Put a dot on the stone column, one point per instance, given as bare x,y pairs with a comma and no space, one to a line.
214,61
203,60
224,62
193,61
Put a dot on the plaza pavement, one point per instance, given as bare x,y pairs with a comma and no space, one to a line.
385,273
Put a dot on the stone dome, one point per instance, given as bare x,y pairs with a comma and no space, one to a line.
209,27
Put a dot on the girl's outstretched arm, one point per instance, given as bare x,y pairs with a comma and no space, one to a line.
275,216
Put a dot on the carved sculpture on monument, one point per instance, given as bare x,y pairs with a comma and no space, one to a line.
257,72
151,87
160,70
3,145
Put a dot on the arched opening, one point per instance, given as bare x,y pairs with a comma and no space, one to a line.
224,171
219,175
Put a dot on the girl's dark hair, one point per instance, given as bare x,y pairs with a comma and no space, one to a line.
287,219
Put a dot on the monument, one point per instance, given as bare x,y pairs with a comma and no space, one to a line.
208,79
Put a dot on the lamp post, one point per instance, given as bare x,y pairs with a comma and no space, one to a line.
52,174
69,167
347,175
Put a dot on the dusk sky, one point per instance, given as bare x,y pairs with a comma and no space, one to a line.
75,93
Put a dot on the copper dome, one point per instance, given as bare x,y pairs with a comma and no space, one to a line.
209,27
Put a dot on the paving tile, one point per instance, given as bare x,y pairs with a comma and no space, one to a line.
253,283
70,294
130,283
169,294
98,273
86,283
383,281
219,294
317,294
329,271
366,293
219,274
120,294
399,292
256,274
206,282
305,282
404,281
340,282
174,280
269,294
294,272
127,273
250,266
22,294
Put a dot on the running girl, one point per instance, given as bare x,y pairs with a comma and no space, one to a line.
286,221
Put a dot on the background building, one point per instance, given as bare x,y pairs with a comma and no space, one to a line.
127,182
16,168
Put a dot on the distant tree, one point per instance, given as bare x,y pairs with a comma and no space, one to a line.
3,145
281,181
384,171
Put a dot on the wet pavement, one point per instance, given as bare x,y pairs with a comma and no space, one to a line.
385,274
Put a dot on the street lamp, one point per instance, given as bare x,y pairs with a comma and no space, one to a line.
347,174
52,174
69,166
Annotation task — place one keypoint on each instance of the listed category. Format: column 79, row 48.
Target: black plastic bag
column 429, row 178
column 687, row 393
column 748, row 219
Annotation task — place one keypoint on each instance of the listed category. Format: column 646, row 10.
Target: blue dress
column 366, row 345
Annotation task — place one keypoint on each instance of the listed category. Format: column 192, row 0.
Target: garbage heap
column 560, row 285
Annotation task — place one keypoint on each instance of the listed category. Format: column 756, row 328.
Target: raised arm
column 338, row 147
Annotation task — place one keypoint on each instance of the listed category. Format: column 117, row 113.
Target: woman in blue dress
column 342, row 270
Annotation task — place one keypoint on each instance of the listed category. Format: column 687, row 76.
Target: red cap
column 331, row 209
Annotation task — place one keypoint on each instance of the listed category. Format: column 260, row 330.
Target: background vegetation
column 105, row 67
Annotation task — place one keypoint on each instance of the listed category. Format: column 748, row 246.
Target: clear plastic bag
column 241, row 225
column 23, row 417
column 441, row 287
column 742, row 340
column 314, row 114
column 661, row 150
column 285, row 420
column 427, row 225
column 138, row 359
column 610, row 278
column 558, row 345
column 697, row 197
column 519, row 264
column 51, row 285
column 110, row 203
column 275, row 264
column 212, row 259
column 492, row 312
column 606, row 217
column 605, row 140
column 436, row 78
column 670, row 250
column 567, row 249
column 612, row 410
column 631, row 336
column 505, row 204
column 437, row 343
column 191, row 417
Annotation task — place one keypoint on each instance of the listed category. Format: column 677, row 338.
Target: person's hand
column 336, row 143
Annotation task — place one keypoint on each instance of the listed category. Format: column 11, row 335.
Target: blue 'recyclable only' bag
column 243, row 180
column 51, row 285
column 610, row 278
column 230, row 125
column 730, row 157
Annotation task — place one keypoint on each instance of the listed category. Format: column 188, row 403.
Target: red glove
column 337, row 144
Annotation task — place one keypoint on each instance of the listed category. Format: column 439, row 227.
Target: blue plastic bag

### [Exercise]
Restate the data above exactly, keeping each word as it stands.

### [Task solution]
Put a dot on the stone column, one point per instance, given as bare x,y pairs with a comma and no space, one to a line.
214,61
203,60
224,62
193,61
Put a dot on the plaza pavement, one point per instance, given as bare x,y pairs with a comma and no space, one to a line.
385,273
Put a dot on the stone dome, one point per instance, given as bare x,y pairs with a comma and no space, one to a line.
209,27
Put a dot on the girl's outstretched arm, one point per instance, given as bare x,y pairs with a comma and no space, one to a line.
275,216
Put a dot on the carved sculpture on monument, one point per instance, given as bare x,y pairs with a comma and no space, one to a line.
257,72
151,87
160,70
3,145
Put a dot on the arched opening, one point per instance, given as bare x,y pairs with a comma and no space, one to a line.
224,171
219,175
Put a dot on the girl's dark hair, one point per instance, given as bare x,y pairs with a comma and no space, one to a line.
287,219
Put a dot on the monument, one point per instance, given as bare x,y pairs with a comma and no space, one to a line.
208,79
Put a dot on the lamp post, one point per instance, given as bare x,y pairs with a comma and no space, one to a line.
52,174
69,167
347,175
Put a dot on the dusk sky, one point per instance, given as bare x,y pairs with a comma and no space, one to a line.
75,93
Put a dot on the copper dome, one point per instance, given as bare x,y pairs with a comma and no space, one to a line.
209,27
Put a dot on the paving tile, one point per instance, given as bare x,y pairs with a comma and no space, one to a line.
253,283
70,294
130,283
169,294
98,273
86,283
383,281
219,294
317,294
329,271
366,293
219,274
120,294
399,292
256,274
206,282
305,282
404,281
340,282
174,280
269,294
294,272
127,273
250,266
22,294
Put a dot on the running girl, one point per instance, given as bare x,y pairs with a comma and no space, one to a line.
286,221
Put a dot on the background building, one point per instance, given as bare x,y pairs with a comma and no space, one to a line.
127,182
16,168
Put a dot on the distant tree, one point per instance, given as bare x,y pairs with a comma and no space, one to a line.
3,145
281,181
384,171
Put a dot on the wet pavement, one point per instance, given as bare x,y pairs with a comma and no space, one to a line.
385,274
Put a dot on the street lamp, one point per instance, given as bare x,y pairs with a comma and no space, one to a line.
347,174
52,174
69,166
Annotation task — place one keypoint on each instance of the listed category. Format: column 79, row 48.
Target: black plastic bag
column 429, row 178
column 687, row 393
column 748, row 219
Annotation task — place one keypoint on each instance of the listed category. Format: column 646, row 10.
Target: blue dress
column 366, row 345
Annotation task — place one keypoint on each instance of the listed category. Format: column 192, row 0.
Target: garbage heap
column 560, row 285
Annotation task — place one keypoint on each instance of the listed category. Format: column 756, row 328.
Target: raised arm
column 338, row 147
Annotation task — place one keypoint on each instance of the listed category. Format: column 117, row 113.
Target: woman in blue dress
column 342, row 270
Annotation task — place one keypoint on each instance of the listed category. Format: column 687, row 76.
Target: red cap
column 331, row 209
Annotation task — place one keypoint on each instance of the listed category. Format: column 260, row 330.
Target: background vegetation
column 105, row 67
Annotation task — place one keypoint on each instance of the listed category. Format: column 748, row 246.
Target: clear plastic bag
column 241, row 225
column 23, row 417
column 441, row 287
column 742, row 340
column 314, row 114
column 661, row 150
column 285, row 420
column 427, row 225
column 138, row 359
column 610, row 278
column 558, row 345
column 697, row 197
column 519, row 264
column 51, row 285
column 110, row 203
column 275, row 264
column 212, row 259
column 492, row 312
column 606, row 217
column 605, row 140
column 436, row 78
column 670, row 250
column 567, row 249
column 612, row 410
column 631, row 336
column 505, row 204
column 437, row 343
column 191, row 417
Annotation task — place one keypoint on each instance of the listed category. Format: column 677, row 338.
Target: person's hand
column 336, row 143
Annotation task — place one keypoint on each instance of the listed category. Format: column 11, row 335.
Target: blue 'recyclable only' bag
column 243, row 180
column 51, row 285
column 610, row 278
column 230, row 125
column 730, row 157
Annotation task — place one keypoint on each instance of the listed category. Format: column 188, row 403.
Target: red glove
column 337, row 144
Annotation task — place one keypoint on each instance of the listed category. Format: column 439, row 227.
Target: blue plastic bag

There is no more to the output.